## Data supplied:
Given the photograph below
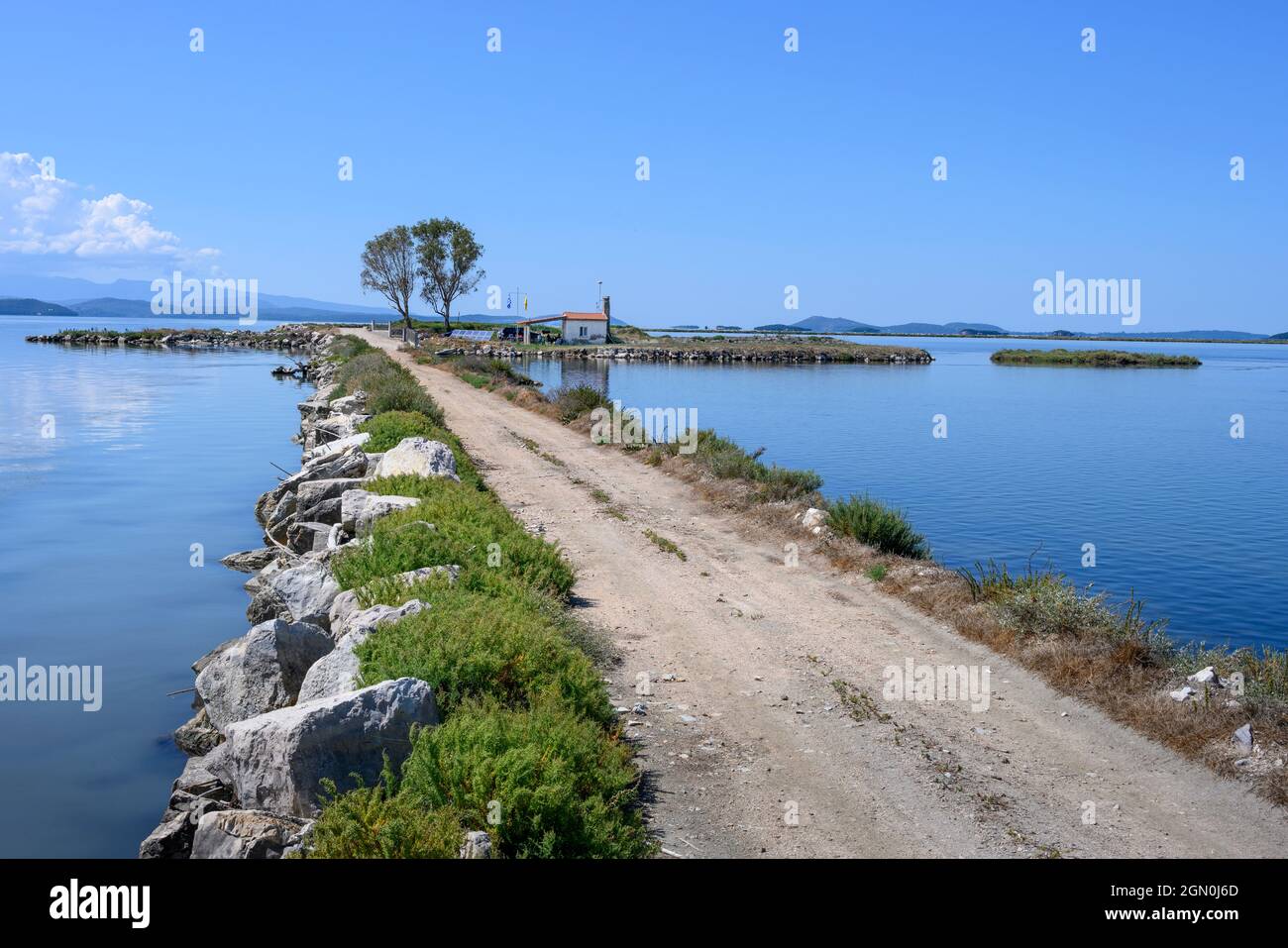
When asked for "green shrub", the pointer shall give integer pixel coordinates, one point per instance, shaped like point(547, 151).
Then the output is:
point(880, 527)
point(563, 789)
point(467, 524)
point(391, 427)
point(575, 401)
point(344, 348)
point(485, 638)
point(376, 823)
point(1055, 608)
point(725, 460)
point(389, 385)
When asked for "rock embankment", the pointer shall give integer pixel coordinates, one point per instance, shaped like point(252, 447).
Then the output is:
point(296, 338)
point(786, 355)
point(279, 708)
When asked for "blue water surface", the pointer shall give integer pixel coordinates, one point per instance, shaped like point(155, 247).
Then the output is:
point(153, 453)
point(1037, 463)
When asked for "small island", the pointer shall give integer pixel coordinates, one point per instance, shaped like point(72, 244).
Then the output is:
point(1094, 359)
point(25, 305)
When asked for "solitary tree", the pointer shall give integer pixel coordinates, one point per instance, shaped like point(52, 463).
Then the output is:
point(447, 254)
point(389, 268)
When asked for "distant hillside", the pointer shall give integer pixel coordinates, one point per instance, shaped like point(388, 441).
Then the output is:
point(827, 324)
point(25, 305)
point(1184, 334)
point(112, 308)
point(68, 290)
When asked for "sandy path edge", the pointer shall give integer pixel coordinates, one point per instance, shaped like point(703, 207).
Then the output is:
point(751, 751)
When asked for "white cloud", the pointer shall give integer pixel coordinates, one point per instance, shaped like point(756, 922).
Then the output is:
point(48, 217)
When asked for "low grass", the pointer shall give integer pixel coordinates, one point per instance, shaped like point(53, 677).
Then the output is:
point(666, 545)
point(1098, 359)
point(391, 427)
point(472, 530)
point(529, 747)
point(487, 638)
point(389, 385)
point(542, 781)
point(377, 823)
point(877, 526)
point(576, 401)
point(725, 460)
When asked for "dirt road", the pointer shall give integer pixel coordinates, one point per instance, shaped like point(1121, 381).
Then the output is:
point(754, 733)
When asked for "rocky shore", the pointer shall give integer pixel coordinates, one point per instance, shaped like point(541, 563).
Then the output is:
point(282, 338)
point(278, 710)
point(787, 355)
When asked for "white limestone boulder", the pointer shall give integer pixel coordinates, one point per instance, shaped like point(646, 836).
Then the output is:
point(417, 456)
point(261, 672)
point(275, 762)
point(336, 672)
point(249, 835)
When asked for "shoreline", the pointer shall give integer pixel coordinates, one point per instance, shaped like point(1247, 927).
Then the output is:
point(1172, 675)
point(741, 686)
point(286, 832)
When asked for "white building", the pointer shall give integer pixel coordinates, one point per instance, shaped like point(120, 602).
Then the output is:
point(575, 329)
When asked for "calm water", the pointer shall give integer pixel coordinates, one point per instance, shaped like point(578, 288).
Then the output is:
point(153, 453)
point(158, 451)
point(1038, 460)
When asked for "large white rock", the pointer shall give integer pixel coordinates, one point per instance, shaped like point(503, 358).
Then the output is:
point(274, 762)
point(346, 604)
point(249, 835)
point(812, 518)
point(336, 672)
point(262, 672)
point(426, 459)
point(333, 450)
point(1205, 677)
point(349, 404)
point(360, 509)
point(316, 491)
point(301, 594)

## Assignment:
Every line above is to be given again exactly, apart from the pictures.

## Result of this task:
Given the photograph below
When asked for "green shrub", the pointer shall give integer pixel coordinates, one point per instance, shaped like point(547, 151).
Then the output is:
point(880, 527)
point(563, 789)
point(467, 524)
point(391, 427)
point(575, 401)
point(344, 348)
point(485, 638)
point(376, 823)
point(1055, 608)
point(725, 460)
point(389, 385)
When asked for "rock embankment", the pointer shall give integer pixel coordinates, one point per instance, shaped like point(252, 447).
Then the output is:
point(296, 338)
point(786, 355)
point(279, 708)
When asked for "blue water surface", the pointer shall give integer pixel coordinates, one point per instance, shaped like point(155, 247).
Then the output is:
point(153, 453)
point(1037, 463)
When asked for "small island", the pointer shall give integer pixel coordinates, one point per instance, shaped like point(72, 244).
Then the output is:
point(1094, 359)
point(25, 305)
When asked for "solitary tree", the pointer shall give integer pixel coordinates, one point per instance, shaped like point(52, 463).
Then the output is:
point(447, 254)
point(389, 268)
When asked for "distant hillside", the pointer shall give integer pixel coordinates, one point per instance, shaped like point(388, 441).
Then the output is:
point(827, 324)
point(25, 305)
point(1184, 334)
point(112, 308)
point(68, 290)
When asked for "sandy path edge", the pointer shall give integer pixel coordinates, one point per instance, shaped like point(703, 207).
Then the output is:
point(751, 751)
When asked for "white cloud", the pointer shall give integer pixel coordinates, one point per instance, shaped like point(756, 922).
Then the output is:
point(48, 217)
When asked for "low grass", the pointer shall give integer pixel coordinates, one point per instance, shaped like point(53, 677).
Then the output is:
point(666, 545)
point(1098, 359)
point(391, 427)
point(472, 530)
point(529, 747)
point(487, 638)
point(389, 385)
point(542, 781)
point(377, 823)
point(877, 526)
point(576, 401)
point(725, 460)
When asked for "dirt road", the pointer shall give integer pixel coordinates, one point per instance, shaped like point(1121, 381).
Then the output is:
point(754, 733)
When asked for "rocky shore", the pointer shall give integer pixel coordinates, one point per instance, shaped like point(541, 563).
Then the output is:
point(282, 338)
point(278, 710)
point(787, 355)
When asked for "white limestone boulder", the pointer shall give integer pixel coordinates, one point per instance, shaped like point(646, 836).
Then the output is:
point(417, 456)
point(261, 672)
point(275, 762)
point(336, 672)
point(249, 835)
When asked for "shoreline", the pointer shall give integer pixel coordinates, one point per instance, shaped like point(1247, 927).
Then the output is:
point(1172, 675)
point(741, 686)
point(286, 832)
When asked for "white building", the pointer shall give integer pixel coordinates, one point per instance, shaped like point(120, 602).
Then the output is:
point(575, 329)
When asked for "calm water", the pointer shall give integer pixel coordinates, one point per instance, shaped like point(578, 288).
Then the output is:
point(153, 453)
point(158, 451)
point(1038, 460)
When asked for "large white rock", the pointer shall give integer pixel coordinates, one point per instance, shaped like point(503, 358).
Then the output is:
point(274, 762)
point(346, 604)
point(249, 835)
point(812, 518)
point(336, 672)
point(262, 672)
point(426, 459)
point(333, 450)
point(1205, 677)
point(349, 404)
point(360, 509)
point(316, 491)
point(301, 594)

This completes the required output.